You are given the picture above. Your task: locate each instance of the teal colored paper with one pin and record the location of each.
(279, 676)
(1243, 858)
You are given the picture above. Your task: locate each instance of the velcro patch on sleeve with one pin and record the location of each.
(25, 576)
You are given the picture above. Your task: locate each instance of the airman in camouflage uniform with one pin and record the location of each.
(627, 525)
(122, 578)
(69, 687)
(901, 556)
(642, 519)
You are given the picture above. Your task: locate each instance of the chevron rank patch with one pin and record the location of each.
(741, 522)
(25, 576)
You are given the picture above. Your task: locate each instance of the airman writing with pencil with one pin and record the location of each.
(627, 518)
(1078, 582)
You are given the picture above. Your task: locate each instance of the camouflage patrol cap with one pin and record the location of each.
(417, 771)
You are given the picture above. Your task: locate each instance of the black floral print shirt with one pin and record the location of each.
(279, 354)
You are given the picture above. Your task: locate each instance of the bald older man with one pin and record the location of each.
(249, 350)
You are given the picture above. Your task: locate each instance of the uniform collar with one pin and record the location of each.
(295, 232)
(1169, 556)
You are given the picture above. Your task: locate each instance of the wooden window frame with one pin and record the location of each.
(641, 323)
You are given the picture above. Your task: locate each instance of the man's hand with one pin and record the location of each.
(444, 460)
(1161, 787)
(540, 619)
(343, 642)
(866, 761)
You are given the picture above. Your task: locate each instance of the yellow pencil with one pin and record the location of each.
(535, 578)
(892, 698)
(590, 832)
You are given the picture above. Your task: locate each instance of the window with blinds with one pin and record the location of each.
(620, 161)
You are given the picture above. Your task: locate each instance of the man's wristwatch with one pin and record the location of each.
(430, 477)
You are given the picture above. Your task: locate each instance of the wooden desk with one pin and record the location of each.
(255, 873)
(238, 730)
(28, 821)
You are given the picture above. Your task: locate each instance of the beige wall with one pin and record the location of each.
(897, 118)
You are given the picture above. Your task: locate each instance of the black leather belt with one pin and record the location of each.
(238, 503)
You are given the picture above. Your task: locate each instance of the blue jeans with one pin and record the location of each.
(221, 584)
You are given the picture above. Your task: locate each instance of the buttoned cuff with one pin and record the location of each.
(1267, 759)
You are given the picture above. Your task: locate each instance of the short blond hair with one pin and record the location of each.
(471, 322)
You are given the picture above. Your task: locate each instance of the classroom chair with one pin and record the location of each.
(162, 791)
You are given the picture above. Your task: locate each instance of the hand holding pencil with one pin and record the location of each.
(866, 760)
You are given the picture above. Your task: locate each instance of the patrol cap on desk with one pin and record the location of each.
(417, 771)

###

Rewrite all of the rows above as one numbered list, with each line as a separate item and blank lines omitted.

1. You are given the picture above. Your task: locate each instance of the teal colored paper with one pin and record the location of each.
2. (279, 676)
3. (1243, 858)
4. You are given the picture above. Your task: locate each instance of the velcro patch on sleeve with one pin and record the location of each.
5. (25, 576)
6. You are given the picture above. Your task: locate each instance of the airman in camouflage uniform with one pin and record the location of each.
7. (627, 525)
8. (122, 578)
9. (69, 687)
10. (901, 556)
11. (642, 519)
12. You are given the picture above. Your task: locate each instance of the chevron rank patch with one pin and record the location of each.
13. (741, 522)
14. (25, 576)
15. You are given the picture above. Your task: locate each instance of the airman writing with pencil with one pin and record the location of each.
16. (627, 518)
17. (1078, 582)
18. You are given the picture above. Your task: locate each instance of the camouflage patrol cap with one pin and record the location of each.
19. (417, 771)
20. You are given the picture above. Your task: locate each instance of the black floral print shirt with one pin and record the location of each.
21. (279, 354)
22. You are given the picture above. Your task: locate each instance of the bald older man with one pin and record the location of each.
23. (249, 350)
24. You are given the picture above. Your task: locate each instance of the uniform collar with one pin and record the location of each.
25. (295, 232)
26. (1169, 556)
27. You are given the picture above. Your task: locate each instance of the wooden window frame with one pin and record the location of each.
28. (641, 323)
29. You are given the picture above. Your task: locate each instance of the man's hand with one pin and record the location of each.
30. (444, 460)
31. (1161, 787)
32. (540, 619)
33. (343, 642)
34. (866, 761)
35. You are given the picture above. Your task: locate each instance of the yellow pencil with one pin and record the location of each.
36. (535, 578)
37. (892, 698)
38. (590, 832)
39. You are given the picture above. Your task: locate each instance of the window with blinds with one pin and record the location of each.
40. (620, 161)
41. You are given the picture above. Your task: locate each instance of the man's wristwatch with one pin and record the location of each.
42. (430, 477)
43. You are given the picture above. Your task: locate each instance of the wooden desk with one pin and record the location of each.
44. (255, 873)
45. (238, 730)
46. (28, 821)
47. You are given the picture above. Your task: locate each instance of the beige wall with one pin and record the location of each.
48. (897, 118)
49. You are given the picture above. Your task: locate each instance of the black leather belt with one pin and record the location of each.
50. (238, 503)
51. You are given the picture above. Your task: locate each instance of the blue jeans with one pin and record the location of each.
52. (221, 584)
53. You are given the picture above. Your task: locate each instance of the buttoned cuff with one pin and record the location of each.
54. (1267, 759)
55. You are given the picture above. Your task: locate each instance of the short blond hair with one pin and record the location of each.
56. (471, 322)
57. You are given the picture above. Your task: locate each instance of the classroom chair with one pin and record the location of each.
58. (162, 791)
59. You are given the picture above. Your task: locate each instance of the hand holding pencil with one pin and record the location of each.
60. (866, 760)
61. You are given the picture above. Your task: locate each instance of the patrol cap on desk with one pin and record the location of each.
62. (417, 771)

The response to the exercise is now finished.